------ TEXT SEGMENT ------

An alarming new study reveals that people who suffer from heart attacks are fatter and younger on average - here's why.
Heart attacks can affect nearly anyone, but a recent study from researchers at the Cleveland Clinic illustrates a startling trend. According to a report from CBS News, researchers found that heart attack patients, on average, are younger and fatter than ever before.
The study’s findings will be presented at the American College of Cardiology’s 65th Annual Scientific Session. Researchers also showed that people suffering from heart attacks are more likely to have additional risk factors like hypertension and diabetes, which are both largely preventable. Smoking was another rising common factor in heart attack sufferers.
According to lead author Dr. Samir Kapadia, a professor and interventional cardiologist at the Cleveland Clinic, “On the whole, the medical community has done an outstanding job of improving treatments for heart disease, but this study shows that we have to do better on the prevention side. When people come for routine checkups, it is critical to stress the importance of reducing risk factors through weight reduction, eating a healthy diet and being physically active.”

------ GIVEN ENTRIES ------

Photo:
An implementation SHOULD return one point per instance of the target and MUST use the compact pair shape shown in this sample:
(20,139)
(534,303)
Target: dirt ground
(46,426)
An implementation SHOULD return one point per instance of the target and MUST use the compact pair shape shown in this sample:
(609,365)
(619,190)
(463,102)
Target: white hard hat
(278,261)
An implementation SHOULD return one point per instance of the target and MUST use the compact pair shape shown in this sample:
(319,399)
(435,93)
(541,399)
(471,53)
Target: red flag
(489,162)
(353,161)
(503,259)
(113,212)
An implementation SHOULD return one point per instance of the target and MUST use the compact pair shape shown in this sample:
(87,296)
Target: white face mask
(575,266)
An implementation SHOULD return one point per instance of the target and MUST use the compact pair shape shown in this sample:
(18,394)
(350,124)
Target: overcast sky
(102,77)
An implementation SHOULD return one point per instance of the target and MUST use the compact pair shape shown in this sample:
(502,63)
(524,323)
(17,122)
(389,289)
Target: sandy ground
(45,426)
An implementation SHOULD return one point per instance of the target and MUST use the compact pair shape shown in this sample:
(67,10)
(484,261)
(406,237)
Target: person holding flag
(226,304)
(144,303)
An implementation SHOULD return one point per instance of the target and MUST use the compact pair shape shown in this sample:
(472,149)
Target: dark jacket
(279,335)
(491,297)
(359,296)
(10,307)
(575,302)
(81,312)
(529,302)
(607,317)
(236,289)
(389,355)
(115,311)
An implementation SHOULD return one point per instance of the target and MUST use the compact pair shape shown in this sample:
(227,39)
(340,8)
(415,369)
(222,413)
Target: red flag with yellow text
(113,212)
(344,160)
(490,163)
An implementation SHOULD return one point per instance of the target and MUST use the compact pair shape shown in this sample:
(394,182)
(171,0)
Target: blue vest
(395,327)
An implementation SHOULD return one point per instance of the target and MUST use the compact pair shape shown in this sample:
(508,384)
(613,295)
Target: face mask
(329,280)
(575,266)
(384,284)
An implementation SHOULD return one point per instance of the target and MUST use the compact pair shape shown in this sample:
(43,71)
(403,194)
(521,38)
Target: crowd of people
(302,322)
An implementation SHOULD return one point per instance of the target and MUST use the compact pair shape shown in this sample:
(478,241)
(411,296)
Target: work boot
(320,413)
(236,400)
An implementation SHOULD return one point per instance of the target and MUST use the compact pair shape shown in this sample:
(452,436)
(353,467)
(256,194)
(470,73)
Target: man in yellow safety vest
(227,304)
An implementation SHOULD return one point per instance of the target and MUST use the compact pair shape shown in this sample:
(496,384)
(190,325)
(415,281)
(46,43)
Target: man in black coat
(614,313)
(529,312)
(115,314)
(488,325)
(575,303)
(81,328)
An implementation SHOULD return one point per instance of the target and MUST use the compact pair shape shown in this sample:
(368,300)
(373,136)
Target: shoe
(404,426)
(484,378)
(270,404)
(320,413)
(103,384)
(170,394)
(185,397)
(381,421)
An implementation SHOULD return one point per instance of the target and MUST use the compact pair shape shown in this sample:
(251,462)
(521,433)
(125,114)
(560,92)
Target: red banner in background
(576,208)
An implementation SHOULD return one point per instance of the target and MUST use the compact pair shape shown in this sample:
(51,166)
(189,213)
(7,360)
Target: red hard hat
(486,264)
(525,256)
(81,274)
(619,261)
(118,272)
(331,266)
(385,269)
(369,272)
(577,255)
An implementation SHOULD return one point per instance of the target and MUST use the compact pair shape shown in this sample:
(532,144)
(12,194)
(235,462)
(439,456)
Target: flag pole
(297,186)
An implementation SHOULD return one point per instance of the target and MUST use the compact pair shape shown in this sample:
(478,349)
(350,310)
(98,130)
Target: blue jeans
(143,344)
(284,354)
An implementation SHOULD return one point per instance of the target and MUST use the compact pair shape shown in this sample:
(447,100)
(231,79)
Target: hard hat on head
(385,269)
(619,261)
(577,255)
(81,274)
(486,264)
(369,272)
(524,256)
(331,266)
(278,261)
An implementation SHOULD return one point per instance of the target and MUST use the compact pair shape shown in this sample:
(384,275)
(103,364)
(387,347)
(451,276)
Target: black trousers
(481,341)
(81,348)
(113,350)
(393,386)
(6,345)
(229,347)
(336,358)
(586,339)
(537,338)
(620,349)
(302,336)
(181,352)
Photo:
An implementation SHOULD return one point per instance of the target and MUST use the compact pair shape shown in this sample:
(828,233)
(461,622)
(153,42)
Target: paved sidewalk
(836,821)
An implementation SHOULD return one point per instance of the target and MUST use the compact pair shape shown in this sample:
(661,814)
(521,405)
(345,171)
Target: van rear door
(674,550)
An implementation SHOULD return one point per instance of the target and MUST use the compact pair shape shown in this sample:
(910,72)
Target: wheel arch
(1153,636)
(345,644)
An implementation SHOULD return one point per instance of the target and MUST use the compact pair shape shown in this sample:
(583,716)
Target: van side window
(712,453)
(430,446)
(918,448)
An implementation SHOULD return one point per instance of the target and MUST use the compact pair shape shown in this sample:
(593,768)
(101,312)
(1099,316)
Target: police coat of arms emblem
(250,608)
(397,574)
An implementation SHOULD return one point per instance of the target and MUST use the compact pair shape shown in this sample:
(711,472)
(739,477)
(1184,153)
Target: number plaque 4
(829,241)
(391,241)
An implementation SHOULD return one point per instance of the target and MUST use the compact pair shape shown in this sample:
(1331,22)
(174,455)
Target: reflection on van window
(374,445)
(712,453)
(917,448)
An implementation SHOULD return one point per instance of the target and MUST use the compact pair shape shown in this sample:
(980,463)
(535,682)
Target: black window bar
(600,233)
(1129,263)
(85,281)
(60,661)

------

Write the next part of the article on the heart attack study, starting right after its last sentence.

Dr. Kapadia and his research team examined heart disease risk factors across a sample of nearly 4,000 patients who had been treated for one of the most severe and fatal types of heart attacks. Researchers looked at ST-elevation myocardial infarction, or STEMI records kept at the Cleveland Clinic from 1995 to 2014. A STEMI heart attack occurs when a coronary artery becomes blocked.
This prevents a significant portion of the heart muscle from receiving blood, which causes the circulatory system to go into shock and shut down. Immediate care from a cardiologist can increase a person’s chances of surviving this kind of heart attack, but mortality rates remain high.
The study highlights the fact that there is still much to be done in the way of embracing healthy habits and taking preventative measures to reduce the possibility of a STEMI heart attack. There are a number of known risk factors, and while some can’t be controlled, a number of them can.
Age and family history play a role in determining the risk of a person suffering from a heart attack, but other factors can contribute significantly to the risk. Many of these factors are a function of simple lifestyle choices. Smokers, overeaters, and people who don’t get enough exercise all face a significantly higher risk of suffering a heart attack than people who maintain an active lifestyle.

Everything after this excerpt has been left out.